_Record set_
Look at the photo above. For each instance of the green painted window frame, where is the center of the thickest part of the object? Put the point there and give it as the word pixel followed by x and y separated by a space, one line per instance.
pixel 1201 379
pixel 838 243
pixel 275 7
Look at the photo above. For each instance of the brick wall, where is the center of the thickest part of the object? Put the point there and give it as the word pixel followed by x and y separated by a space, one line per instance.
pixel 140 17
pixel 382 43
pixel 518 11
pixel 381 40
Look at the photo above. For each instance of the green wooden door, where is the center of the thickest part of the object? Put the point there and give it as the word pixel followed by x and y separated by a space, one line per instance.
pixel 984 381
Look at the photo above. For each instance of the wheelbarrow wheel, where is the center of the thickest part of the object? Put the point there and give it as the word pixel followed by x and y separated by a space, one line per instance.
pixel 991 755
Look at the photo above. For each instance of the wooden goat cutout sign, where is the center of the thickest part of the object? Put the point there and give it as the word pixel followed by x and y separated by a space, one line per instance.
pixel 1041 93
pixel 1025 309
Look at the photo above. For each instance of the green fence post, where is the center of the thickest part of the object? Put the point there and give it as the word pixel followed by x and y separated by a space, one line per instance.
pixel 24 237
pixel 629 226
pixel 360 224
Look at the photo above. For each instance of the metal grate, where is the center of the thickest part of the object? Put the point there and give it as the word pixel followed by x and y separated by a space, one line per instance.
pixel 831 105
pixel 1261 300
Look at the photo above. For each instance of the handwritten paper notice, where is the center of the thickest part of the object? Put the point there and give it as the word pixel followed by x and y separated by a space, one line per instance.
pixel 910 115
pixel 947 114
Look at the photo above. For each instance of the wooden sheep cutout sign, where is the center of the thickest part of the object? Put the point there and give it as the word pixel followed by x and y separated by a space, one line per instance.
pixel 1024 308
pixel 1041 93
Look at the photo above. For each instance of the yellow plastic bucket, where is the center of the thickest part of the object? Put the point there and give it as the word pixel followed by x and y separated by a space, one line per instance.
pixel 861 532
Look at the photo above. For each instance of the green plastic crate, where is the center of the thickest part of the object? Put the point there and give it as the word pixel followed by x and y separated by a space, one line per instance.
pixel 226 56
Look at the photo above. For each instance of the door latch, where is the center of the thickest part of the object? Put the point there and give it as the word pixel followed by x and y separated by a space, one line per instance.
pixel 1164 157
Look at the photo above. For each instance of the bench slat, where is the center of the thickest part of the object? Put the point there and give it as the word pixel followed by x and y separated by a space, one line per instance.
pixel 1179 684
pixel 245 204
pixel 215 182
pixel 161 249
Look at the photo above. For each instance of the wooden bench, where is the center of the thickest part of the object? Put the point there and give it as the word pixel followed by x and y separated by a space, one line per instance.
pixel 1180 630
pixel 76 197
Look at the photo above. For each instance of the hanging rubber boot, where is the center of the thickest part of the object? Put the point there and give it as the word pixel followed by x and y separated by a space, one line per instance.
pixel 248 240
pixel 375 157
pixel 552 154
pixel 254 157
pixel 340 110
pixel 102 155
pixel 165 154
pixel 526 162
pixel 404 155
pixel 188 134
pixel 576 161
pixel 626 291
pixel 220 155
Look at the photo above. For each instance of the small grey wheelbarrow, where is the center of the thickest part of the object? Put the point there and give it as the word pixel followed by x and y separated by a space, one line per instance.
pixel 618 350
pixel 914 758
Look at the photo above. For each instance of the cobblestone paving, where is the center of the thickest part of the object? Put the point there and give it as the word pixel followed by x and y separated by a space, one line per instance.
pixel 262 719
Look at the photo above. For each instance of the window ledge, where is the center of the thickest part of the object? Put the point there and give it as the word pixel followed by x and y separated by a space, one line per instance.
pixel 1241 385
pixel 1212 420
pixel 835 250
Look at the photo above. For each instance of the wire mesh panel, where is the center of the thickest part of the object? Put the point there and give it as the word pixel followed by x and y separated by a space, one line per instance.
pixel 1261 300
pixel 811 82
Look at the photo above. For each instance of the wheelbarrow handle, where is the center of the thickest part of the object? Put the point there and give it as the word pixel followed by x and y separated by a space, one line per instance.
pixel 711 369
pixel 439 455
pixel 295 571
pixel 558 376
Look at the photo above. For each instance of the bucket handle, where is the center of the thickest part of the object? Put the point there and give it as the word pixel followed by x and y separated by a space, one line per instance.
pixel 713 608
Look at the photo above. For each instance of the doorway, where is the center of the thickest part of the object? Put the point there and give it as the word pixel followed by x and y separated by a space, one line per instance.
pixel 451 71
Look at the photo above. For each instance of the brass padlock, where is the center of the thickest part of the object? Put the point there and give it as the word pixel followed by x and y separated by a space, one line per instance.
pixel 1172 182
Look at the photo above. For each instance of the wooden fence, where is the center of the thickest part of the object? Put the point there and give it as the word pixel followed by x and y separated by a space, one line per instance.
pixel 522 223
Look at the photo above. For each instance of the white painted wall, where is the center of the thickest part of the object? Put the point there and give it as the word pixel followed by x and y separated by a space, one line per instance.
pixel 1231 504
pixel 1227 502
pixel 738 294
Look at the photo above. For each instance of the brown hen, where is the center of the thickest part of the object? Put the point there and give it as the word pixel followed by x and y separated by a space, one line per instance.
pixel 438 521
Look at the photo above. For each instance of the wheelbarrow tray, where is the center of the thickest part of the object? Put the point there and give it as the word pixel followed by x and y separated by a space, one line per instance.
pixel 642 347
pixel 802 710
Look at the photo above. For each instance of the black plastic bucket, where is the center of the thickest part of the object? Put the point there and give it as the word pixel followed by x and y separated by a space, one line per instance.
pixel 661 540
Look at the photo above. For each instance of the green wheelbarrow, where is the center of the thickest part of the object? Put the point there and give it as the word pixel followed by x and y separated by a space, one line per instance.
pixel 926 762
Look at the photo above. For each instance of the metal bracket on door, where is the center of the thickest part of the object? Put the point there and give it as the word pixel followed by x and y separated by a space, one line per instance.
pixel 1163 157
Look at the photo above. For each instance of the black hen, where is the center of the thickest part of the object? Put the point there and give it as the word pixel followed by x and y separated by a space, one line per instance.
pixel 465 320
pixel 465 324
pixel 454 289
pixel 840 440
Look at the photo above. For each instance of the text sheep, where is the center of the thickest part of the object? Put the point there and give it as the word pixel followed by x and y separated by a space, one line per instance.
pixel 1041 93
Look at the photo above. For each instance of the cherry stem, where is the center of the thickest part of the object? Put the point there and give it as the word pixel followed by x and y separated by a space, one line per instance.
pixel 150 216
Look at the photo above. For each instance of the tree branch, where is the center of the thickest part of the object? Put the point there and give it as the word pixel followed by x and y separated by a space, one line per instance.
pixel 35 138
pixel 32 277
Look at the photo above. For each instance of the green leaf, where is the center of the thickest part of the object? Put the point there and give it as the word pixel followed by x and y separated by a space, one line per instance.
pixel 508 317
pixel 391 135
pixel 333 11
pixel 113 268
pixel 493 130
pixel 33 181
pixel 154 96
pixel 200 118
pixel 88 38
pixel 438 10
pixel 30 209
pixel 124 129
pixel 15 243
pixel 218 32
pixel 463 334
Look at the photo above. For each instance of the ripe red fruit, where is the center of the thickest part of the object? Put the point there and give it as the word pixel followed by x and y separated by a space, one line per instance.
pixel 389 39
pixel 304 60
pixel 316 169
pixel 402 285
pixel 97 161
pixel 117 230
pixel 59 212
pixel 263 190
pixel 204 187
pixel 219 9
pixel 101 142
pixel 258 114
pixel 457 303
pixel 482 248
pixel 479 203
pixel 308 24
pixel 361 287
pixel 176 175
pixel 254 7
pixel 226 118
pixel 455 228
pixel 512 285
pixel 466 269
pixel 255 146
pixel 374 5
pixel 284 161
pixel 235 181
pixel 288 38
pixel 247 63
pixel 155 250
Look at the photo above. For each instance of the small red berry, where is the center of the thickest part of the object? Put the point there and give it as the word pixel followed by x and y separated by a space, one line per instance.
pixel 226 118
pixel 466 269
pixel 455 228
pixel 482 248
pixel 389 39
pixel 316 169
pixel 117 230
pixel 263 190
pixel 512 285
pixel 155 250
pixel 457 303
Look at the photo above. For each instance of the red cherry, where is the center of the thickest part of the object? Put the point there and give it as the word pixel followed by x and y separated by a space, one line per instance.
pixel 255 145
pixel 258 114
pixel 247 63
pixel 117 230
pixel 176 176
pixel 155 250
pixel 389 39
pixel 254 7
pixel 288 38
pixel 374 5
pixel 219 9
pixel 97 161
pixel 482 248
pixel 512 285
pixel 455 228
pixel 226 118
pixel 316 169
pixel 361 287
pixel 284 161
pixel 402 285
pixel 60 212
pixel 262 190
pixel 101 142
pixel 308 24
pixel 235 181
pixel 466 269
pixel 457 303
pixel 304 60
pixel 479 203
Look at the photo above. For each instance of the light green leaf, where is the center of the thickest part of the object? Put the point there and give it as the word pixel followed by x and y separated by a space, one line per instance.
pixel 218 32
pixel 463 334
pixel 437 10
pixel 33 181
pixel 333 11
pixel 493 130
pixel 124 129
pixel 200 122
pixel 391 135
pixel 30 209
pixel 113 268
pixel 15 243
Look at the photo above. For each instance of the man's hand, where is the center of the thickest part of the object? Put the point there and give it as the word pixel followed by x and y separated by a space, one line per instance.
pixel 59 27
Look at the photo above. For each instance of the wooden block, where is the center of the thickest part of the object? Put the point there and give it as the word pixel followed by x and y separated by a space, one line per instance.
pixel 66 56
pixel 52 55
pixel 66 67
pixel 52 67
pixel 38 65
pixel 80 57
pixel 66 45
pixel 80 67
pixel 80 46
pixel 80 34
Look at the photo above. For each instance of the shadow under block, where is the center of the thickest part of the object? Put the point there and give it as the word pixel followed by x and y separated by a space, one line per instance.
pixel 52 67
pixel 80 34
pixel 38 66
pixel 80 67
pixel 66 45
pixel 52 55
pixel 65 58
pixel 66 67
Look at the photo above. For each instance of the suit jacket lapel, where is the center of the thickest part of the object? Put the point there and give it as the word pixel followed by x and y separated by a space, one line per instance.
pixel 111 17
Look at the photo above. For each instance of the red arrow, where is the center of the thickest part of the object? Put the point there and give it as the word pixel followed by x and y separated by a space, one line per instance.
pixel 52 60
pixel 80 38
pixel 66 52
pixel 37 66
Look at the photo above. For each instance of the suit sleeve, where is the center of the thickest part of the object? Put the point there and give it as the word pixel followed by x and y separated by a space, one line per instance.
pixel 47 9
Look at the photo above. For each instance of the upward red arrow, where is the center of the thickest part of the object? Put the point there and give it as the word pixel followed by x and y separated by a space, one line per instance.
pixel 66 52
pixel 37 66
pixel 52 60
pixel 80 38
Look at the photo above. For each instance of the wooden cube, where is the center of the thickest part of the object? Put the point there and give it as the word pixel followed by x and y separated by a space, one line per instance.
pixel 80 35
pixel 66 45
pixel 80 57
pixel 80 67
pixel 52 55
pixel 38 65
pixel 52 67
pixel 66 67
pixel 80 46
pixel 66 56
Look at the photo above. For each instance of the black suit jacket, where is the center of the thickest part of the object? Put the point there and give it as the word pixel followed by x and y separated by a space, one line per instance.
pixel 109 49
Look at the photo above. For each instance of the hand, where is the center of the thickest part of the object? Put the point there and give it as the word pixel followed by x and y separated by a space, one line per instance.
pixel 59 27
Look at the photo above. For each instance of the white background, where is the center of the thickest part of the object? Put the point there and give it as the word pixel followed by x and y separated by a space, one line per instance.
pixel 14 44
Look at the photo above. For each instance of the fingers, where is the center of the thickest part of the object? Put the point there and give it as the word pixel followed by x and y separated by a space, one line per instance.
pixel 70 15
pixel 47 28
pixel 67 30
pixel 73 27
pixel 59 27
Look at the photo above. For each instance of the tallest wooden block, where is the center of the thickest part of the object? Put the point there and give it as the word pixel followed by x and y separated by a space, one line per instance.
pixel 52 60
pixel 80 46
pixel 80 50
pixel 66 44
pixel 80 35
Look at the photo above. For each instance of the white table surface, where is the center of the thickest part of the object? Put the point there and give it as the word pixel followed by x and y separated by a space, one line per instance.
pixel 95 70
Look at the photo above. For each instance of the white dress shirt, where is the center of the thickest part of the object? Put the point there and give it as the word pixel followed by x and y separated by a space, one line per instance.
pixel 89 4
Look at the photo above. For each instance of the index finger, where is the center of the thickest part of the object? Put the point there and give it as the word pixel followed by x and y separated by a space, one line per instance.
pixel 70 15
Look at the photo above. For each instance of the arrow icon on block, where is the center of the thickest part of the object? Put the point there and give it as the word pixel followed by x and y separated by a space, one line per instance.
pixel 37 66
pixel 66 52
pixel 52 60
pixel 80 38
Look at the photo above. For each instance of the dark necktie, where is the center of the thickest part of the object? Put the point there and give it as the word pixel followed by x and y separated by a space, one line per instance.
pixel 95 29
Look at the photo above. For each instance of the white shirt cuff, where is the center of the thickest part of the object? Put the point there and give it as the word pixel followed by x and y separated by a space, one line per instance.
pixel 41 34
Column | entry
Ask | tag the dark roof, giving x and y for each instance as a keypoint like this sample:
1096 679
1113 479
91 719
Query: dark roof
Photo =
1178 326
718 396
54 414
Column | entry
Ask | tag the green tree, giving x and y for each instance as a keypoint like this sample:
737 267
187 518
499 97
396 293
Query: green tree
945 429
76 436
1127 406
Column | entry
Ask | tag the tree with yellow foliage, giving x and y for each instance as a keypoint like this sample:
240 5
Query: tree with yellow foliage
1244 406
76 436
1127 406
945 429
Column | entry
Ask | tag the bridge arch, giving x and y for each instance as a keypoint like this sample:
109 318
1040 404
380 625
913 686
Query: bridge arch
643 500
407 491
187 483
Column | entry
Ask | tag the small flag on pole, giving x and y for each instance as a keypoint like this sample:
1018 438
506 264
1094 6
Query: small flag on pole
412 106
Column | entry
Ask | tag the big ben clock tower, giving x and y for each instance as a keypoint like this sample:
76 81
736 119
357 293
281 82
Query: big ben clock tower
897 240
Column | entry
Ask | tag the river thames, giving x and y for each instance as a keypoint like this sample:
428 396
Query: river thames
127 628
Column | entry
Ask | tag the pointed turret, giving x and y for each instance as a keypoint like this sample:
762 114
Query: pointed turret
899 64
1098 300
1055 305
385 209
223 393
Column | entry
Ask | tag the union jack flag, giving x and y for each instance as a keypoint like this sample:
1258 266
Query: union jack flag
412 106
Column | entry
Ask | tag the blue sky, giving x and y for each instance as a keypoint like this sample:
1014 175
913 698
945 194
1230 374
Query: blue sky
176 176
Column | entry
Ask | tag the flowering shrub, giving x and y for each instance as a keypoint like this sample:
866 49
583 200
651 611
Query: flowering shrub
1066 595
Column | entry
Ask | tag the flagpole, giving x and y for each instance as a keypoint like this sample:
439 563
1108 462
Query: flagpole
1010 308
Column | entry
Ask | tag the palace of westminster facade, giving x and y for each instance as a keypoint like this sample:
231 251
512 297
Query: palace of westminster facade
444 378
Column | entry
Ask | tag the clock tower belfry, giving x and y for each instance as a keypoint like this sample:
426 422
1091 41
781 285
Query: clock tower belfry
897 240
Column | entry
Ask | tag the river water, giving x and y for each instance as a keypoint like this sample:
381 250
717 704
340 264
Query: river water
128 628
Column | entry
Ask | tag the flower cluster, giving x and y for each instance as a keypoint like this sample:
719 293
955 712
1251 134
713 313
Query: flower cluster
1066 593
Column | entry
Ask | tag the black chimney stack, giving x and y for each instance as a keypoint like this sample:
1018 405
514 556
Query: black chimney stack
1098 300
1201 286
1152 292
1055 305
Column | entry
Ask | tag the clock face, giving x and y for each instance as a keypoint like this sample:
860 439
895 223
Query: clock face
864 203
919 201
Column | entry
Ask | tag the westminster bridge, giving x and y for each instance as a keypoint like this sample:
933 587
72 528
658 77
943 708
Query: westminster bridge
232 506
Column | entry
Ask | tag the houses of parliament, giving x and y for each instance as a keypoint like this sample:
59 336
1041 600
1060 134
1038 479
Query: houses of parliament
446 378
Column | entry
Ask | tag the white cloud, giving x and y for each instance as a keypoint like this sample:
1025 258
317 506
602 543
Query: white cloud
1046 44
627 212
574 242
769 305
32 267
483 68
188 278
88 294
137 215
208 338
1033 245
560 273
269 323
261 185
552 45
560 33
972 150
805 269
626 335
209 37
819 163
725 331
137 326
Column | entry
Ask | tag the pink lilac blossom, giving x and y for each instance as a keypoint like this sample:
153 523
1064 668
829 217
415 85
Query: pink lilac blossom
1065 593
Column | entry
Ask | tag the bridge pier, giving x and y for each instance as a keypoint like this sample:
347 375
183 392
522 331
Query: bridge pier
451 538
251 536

_Exercise requirements_
Pull every line that holds the string "roof" out of the records.

_Solution_
Ask | tag the dark roof, giving x and y for each instance as a keypoint like this sample:
Query: dark roof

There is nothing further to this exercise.